§ **Problem statement**
Look below for the line with "detect the green". Extract that line and each one after it through the last, word for word.

§ **Listed records**
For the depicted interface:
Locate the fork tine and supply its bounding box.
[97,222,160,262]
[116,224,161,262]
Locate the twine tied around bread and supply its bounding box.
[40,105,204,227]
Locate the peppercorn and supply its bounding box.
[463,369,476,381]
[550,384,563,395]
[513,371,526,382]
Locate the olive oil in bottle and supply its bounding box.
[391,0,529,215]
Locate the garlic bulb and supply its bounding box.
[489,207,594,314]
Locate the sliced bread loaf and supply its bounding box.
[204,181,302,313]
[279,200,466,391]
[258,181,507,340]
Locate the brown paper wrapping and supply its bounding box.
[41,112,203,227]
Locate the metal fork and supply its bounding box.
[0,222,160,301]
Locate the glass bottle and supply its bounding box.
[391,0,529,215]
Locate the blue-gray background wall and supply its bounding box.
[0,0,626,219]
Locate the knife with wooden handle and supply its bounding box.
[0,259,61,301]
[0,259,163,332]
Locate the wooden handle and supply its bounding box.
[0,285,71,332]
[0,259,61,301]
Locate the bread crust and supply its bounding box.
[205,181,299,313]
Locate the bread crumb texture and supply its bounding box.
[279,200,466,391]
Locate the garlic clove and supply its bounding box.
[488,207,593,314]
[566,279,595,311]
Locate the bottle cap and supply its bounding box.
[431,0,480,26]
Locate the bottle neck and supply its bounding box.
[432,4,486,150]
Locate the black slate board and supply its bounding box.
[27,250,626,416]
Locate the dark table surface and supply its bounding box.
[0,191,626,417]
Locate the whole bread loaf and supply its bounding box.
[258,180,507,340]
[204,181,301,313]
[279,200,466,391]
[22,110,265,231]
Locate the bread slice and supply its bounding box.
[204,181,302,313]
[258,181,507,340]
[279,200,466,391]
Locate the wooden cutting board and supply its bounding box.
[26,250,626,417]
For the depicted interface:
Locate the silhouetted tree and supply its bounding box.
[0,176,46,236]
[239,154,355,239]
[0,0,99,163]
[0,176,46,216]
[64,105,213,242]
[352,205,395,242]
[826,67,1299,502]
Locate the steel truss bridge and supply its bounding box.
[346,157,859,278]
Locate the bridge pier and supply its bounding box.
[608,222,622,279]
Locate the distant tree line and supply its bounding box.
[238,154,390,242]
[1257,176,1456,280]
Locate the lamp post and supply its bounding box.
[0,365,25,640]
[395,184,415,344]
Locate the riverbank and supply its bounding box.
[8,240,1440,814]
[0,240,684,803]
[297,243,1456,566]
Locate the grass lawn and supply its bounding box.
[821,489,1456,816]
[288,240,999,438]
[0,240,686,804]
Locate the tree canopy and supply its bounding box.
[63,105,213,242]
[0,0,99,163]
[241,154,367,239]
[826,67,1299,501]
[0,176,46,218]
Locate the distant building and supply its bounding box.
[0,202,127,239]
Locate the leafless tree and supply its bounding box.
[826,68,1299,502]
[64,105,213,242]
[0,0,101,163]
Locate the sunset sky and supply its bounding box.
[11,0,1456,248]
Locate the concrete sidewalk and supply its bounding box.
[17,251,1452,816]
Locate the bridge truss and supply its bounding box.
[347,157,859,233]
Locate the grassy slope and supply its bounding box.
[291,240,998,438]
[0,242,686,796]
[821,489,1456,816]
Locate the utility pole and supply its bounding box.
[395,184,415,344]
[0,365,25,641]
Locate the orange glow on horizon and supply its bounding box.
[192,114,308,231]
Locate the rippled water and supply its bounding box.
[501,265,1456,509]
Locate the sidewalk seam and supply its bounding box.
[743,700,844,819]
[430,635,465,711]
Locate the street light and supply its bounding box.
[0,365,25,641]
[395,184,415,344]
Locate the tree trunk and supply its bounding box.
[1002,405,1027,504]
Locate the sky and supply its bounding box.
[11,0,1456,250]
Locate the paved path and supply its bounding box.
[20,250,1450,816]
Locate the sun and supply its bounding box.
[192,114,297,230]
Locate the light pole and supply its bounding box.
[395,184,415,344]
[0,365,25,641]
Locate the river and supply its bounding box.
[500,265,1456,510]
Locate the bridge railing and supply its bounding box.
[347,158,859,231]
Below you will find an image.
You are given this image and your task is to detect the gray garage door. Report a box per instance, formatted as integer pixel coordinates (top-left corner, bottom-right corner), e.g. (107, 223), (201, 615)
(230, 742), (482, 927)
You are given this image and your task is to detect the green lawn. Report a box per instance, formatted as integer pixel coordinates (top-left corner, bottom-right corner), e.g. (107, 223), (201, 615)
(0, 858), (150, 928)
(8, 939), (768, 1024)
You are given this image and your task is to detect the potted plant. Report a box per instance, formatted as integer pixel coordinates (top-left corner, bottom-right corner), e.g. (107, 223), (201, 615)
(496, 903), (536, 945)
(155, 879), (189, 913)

§ **Written response**
You are given this image and your task is to detect the green lawn. Report a box per instance, formatted as integer pixel coordinates (top-left corner, bottom-right corner), e.g. (107, 223), (201, 615)
(0, 858), (150, 928)
(8, 939), (768, 1024)
You are given this image and your task is to detect the potted plant. Report a box per instance, formatted as integer pixel coordinates (top-left corner, bottom-right corner), e.g. (107, 223), (201, 615)
(496, 903), (536, 945)
(155, 879), (189, 913)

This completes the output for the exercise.